Re: Open Source licensing, Take 2

From: Alan Dechert <dechert_at_gmail_dot_com>
Date: Tue May 10 2005 - 13:58:53 CDT

Ed,

> It is preferable to use an existing license, which has been
> hammered on by lawyers and geeks, for the same reason that Open
> Source software is to be preferred.
>
We have lots of lawyers and geeks to hammer on any language we come up with.
I don't see a constraint there. We need to ensure that the licensing model
fits for the elections world, the principles of open voting, and in
particular, the OVC concept. We don't want to have to shoe-horn all that
into an existing license model just because. I actually don't know all the
issues but I'm pretty sure what we're trying to do is sufficiently different
and sufficiently important to warrant a re-write.

There are lots of licenses to consider. For example, this chart shows
attributes of 54 licenses:

http://www.mass.gov/Aitd/docs/quickrefchart.xls

>> For example, provisions about
>> how modifications are done are different for voting software
>> since and modified software has to go through certification.
>
> That is no argument against the GPL, as far as I can see.

- [SUPPLIED INFORMATION]

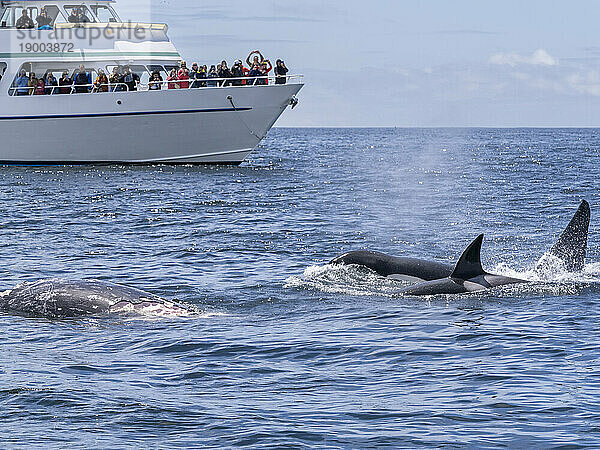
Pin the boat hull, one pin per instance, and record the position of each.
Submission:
(196, 126)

- [WHAT THIS EXERCISE ASKS]
1. Answer these questions about the email:
(a) On what date was it sent?
(b) How many licenses does the linked chart show attributes of?
(c) According to the quoted lines, why are provisions about modifications different for voting software?
2. Repeat the stretch of the email from "Re: Open Source" through "come up with.".
Nothing in the listing matters for this work.

- [RESPONSES TO THE TASKS]
1.
(a) Tue May 10 2005
(b) 54
(c) Because modified software has to go through certification.

2.
Re: Open Source licensing, Take 2

From: Alan Dechert <dechert_at_gmail_dot_com>
Date: Tue May 10 2005 - 13:58:53 CDT

Ed,

> It is preferable to use an existing license, which has been
> hammered on by lawyers and geeks, for the same reason that Open
> Source software is to be preferred.
>
We have lots of lawyers and geeks to hammer on any language we come up with.